> _Task list_:
**a)** In the Rossland heritage editorial, which part of the city's cultural history does the writer say Rossland already exploits fairly well?
**b)** Continue the Rossland heritage editorial from its last sentence.

> _Document segment_:
╭──

EDITORIAL:Chinese gardens, the western birthplace of skiing, and a legacy of mining: Rossland's past points the way forward

Andrew Zwicker
By Andrew Zwicker
November 24th, 2010

Often when discussion turns to how to grow an area’s economy, broad questions such as /what type of city do we want to be?’ are among the first to come up. This week, for the sake of discussion, I’ll offer up a bit of a paradigm shift on that way of thinking. Perhaps a large part of the conversation on how to drive economic development in Rossland—and, indeed, the greater West Kootenay region–should be looking backwards at how did we become what we are and how can we use that to take us into the next stage of growth.

Two recent developments in Rossland that are likely to come to fruition in the near future have brought up a great conversation about celebrating the heritage and culture of our fine mountain city and may just lay the groundwork for growing our economy.
One key learning that has come to light, particularly in the last decade, for resort towns in which tourism is a key economic driver is that culture, history, and heritage are critical components in attracting both residents and visitors. The basic gist here is that people will go to a place once to see the sights and have the adventures. Tourism marketing then has to battle the ‘Been there, done that, got the T-shirt’ attitude that can ensue. Culture, history and heritage have been one tonic for that issue in terms of bringing back repeat visitors. 
Rossland already does fairly well in exploiting one aspect of our cultural history–gold mines and miners. That’s not to say we couldn’t do better, however, and indeed there are signs of improvement and expansion of the historical cultural side of our economy.
In particular – the new statue of Olaus Jeldness currently being proposed and new connections between the Jeldness family formed through last year’s Winter Carnival and with the Norwegian Embassy through the Spirit of Red club could very well be key building blocks in an expanded cultural economy. All of a sudden, in the eyes of tourists, Rossland goes from being a former mining town turned ski town to a city with Scandinavian roots. Indeed, that one statue may cause questions to be asked: who is this guy, why is he on our main street and why should we know about him?
This can and should provide a real boost to our winter tourism. More than just a place to ski, Rossland can be seen as a place to learn about the very beginnings of skiing in Western Canada, to learn about the connections to Norway, perhaps to sample food, wear and see clothes of that era and develop a real narrative around winter tourism in Rossland apart from epic ski mountains, deep snow and small crowds.

╰──

> _Information supplied_:

╭──

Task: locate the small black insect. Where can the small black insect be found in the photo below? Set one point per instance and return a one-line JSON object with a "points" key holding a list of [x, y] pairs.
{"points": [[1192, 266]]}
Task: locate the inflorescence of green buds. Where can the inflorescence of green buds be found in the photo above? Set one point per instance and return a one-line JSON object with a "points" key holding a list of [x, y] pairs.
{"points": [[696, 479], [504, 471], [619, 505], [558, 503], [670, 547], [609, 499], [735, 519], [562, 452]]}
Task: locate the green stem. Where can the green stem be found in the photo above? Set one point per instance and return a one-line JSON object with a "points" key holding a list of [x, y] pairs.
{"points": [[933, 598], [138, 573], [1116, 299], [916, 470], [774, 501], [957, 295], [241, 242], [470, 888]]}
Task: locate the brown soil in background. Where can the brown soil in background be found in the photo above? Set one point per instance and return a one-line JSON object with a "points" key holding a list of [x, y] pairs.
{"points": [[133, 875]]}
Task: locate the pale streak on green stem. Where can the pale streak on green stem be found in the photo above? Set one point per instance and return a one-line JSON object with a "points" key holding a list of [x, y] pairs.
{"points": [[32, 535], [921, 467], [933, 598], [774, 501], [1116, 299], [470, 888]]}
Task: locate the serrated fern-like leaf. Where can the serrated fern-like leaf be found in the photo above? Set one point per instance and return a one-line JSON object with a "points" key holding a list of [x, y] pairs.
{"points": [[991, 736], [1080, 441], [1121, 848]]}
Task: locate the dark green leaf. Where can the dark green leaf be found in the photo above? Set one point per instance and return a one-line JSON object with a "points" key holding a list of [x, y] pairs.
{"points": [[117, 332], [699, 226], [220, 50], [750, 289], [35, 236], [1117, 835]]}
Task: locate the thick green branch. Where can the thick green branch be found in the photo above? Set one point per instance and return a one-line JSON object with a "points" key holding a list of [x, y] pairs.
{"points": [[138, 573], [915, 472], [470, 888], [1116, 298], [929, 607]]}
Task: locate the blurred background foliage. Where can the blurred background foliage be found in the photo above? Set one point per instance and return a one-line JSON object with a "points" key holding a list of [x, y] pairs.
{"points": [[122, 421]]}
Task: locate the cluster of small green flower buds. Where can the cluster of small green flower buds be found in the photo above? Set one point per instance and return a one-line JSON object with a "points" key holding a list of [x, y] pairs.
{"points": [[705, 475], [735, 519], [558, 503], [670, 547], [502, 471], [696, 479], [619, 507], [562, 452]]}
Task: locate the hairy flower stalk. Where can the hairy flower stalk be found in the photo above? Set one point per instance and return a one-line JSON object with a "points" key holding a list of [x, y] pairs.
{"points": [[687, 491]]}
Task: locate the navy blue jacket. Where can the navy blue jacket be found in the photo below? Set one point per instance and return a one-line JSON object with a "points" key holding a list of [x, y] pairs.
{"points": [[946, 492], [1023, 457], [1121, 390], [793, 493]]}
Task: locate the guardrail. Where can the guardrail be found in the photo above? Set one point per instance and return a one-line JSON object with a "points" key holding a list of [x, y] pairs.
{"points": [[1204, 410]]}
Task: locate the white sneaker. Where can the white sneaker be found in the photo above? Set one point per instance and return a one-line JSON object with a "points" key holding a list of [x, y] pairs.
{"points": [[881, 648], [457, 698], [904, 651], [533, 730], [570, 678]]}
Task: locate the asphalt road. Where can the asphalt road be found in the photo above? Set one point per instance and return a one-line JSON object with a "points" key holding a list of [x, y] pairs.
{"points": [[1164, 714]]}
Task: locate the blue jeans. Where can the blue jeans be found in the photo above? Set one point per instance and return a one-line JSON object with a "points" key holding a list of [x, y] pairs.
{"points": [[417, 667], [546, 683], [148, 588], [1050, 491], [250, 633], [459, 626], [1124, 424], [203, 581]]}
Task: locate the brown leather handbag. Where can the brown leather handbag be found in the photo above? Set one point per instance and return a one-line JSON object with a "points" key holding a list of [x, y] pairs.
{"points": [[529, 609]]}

╰──

> _Per-task answers_:
**a)** Gold mines and miners.

**b)**
In some fashion or another, every ski town can claim great skiing, but not all hills can claim to be the birthplace of Western skiing.
Windsor Nova Scotia may just be an example to look at in this respect. Since the early 90s they’ve taken a small town of about Rossland’s size with a stagnant and recessed economy and ramped things up by touting their status as the birthplace of hockey and developing spinoffs from that narrative. Marketing is all about telling a compelling story–one that is unique from competitors’. In that vein, our history and roots separate us from the resort municipality pack by leaps and bounds.
One suggestion here: how about re-enacting and creating an annual race to commemorate that first National Ski championship back in the 1890s? Sunday River in Bethel Maine has a great model. The basic gist–a ski race in which your time is handicapped based on the age of your gear. If you’ve got hundred year old skis, for example, you may be handicapped a 15 second head start over someone wearing today’s gear. And while we’re at it, let’s throw in bonus points for best 1890s Norwegian ski attire.
There’s one more signature event to add to our existing roster. It’s not everyday you see folks bombing down a mountain side in three meter wooden skis, turning pole in hand, dressed in their finest hand-made Norwegian sweater. It all adds to the Rossland narrative as a fascinating place to visit and live.
Our mining and skiing heritage, however , are only the two obvious examples. A less talked about, less well known cultural calling card we can develop is around our former Chinese population. To that effect, the recently competed and tentatively named Trail Creek Trail is heading in the right direction. While it’s not yet official, the Heritage Commission is working on plans to call it the Lui Joe Trail in honour of the Chinese gardeners and their contributions to our city.
Along similar lines, Rosslanders’ long tradition of growing their own food in a less-than-friendly climate is one that many folks both from here and from away may not be overly familiar with. As sustainability continues to catch on around the world, more and more people are getting the gardening bug. The desire to supply a portion of one’s own food is only going to grow.
Imagine a teaming up of the old and new in this scenario. Rossland REAL Food, which has been one of the most active groups in town in terms of walking the sustainable walk and creating real results in that direction, would be the obvious group to team up with the heritage people to create something really unique.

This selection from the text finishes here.